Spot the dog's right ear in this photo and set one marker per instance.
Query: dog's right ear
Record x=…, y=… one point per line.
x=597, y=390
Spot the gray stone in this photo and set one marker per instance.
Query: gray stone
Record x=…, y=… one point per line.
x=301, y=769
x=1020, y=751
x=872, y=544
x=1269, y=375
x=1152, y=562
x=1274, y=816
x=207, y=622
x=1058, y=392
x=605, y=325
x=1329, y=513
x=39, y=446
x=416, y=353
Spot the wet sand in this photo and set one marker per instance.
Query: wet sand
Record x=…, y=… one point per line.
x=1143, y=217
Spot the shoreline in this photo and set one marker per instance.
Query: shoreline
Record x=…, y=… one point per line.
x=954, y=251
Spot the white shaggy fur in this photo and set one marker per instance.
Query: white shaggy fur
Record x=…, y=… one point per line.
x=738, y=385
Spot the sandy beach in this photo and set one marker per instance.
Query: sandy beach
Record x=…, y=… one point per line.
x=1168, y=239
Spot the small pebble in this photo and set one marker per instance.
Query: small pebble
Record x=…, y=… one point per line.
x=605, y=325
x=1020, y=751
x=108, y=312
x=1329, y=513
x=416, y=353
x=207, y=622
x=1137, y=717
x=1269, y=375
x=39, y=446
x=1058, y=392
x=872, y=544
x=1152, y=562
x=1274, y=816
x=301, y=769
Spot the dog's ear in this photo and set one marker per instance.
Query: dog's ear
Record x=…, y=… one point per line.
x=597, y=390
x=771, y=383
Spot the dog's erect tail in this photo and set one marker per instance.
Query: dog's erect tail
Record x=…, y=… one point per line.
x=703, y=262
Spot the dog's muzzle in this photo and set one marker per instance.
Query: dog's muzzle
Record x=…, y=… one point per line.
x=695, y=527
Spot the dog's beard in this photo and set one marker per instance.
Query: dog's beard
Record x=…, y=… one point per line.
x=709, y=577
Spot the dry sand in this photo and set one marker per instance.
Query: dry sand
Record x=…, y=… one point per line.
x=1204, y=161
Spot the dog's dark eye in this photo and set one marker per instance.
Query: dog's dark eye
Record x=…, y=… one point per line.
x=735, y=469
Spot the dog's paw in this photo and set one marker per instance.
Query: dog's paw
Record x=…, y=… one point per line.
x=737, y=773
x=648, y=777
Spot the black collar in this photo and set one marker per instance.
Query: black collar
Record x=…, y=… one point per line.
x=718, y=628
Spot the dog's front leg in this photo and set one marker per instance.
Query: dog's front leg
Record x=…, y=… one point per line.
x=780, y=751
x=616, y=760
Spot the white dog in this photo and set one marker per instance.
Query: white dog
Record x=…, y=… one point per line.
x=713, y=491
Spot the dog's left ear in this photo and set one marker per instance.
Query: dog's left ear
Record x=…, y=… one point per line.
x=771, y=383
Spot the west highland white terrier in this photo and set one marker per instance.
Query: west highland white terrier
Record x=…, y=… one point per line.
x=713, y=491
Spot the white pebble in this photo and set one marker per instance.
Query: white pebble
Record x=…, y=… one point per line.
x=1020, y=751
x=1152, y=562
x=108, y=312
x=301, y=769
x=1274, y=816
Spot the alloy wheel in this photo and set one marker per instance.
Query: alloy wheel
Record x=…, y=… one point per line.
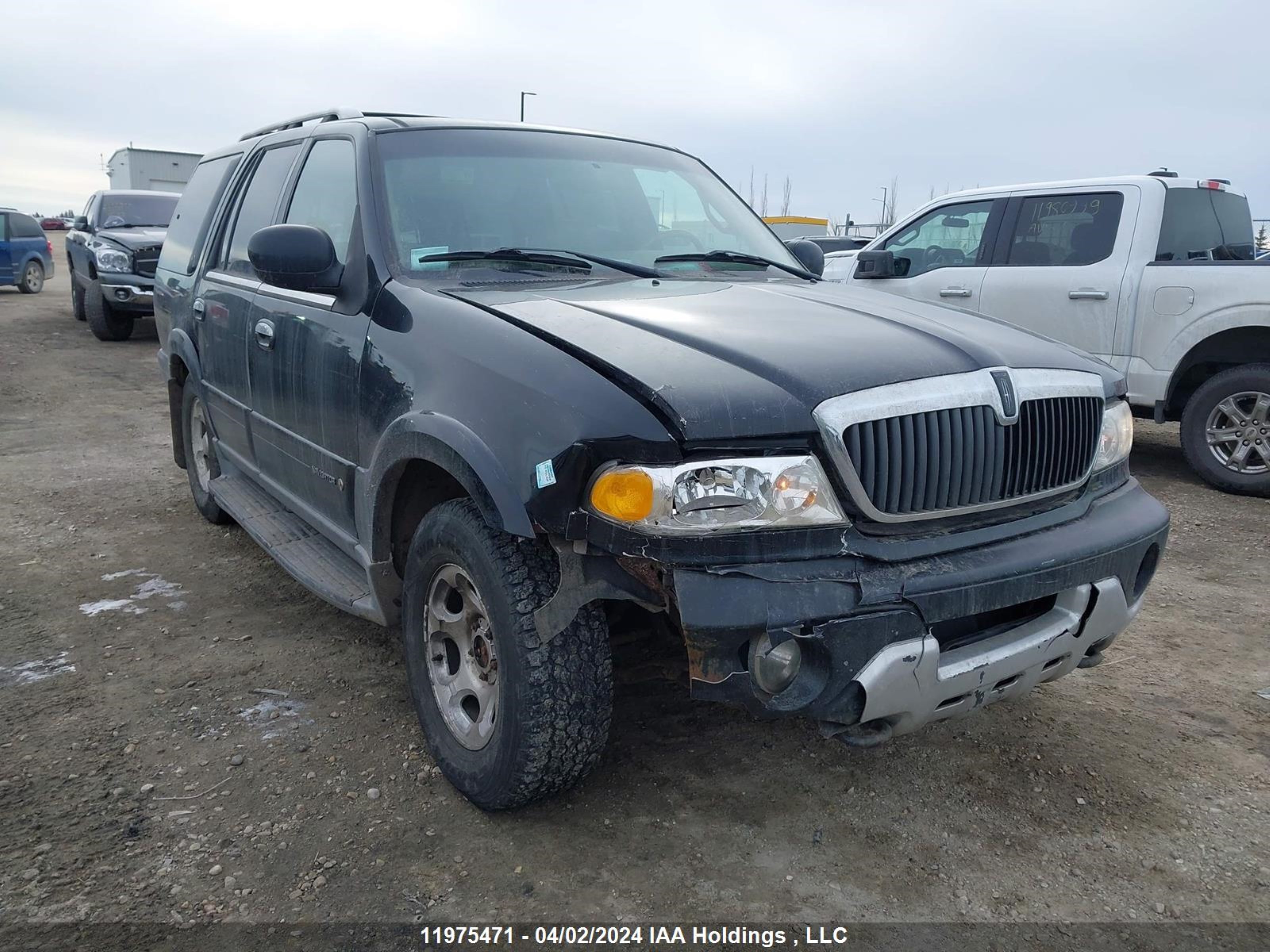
x=201, y=445
x=463, y=667
x=1239, y=432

******

● **BRIEF**
Reproduce the records above verbatim, starting at their first line and ending at the line that contains "x=1168, y=239", with both of those lines included.

● **RESPONSE TO THIS TASK**
Spot the dog's right ear in this photo and set one marker per instance.
Query: dog's right ear
Record x=…, y=… one point per line.
x=597, y=390
Spot the gray stone in this photo and set one marker per instance.
Query: gray stone
Record x=…, y=… one point per line.
x=301, y=769
x=1020, y=751
x=872, y=544
x=1269, y=375
x=1152, y=562
x=1274, y=816
x=207, y=622
x=1058, y=392
x=605, y=325
x=1329, y=513
x=39, y=446
x=416, y=353
Spot the wet sand in this photo and set one marker per instance.
Query: wet sand
Record x=…, y=… one point per line.
x=1143, y=217
Spot the shoreline in this photo and set one marker per instance.
Query: shoreline
Record x=…, y=… one point per line.
x=954, y=251
Spot the white shaggy fur in this photo and set one marker per instance.
Query: white shaggy fur
Record x=…, y=… one point per line.
x=738, y=385
Spot the sandy beach in this photo and set one marker per instance.
Query: sandy beach
Record x=…, y=… one point per line.
x=1168, y=239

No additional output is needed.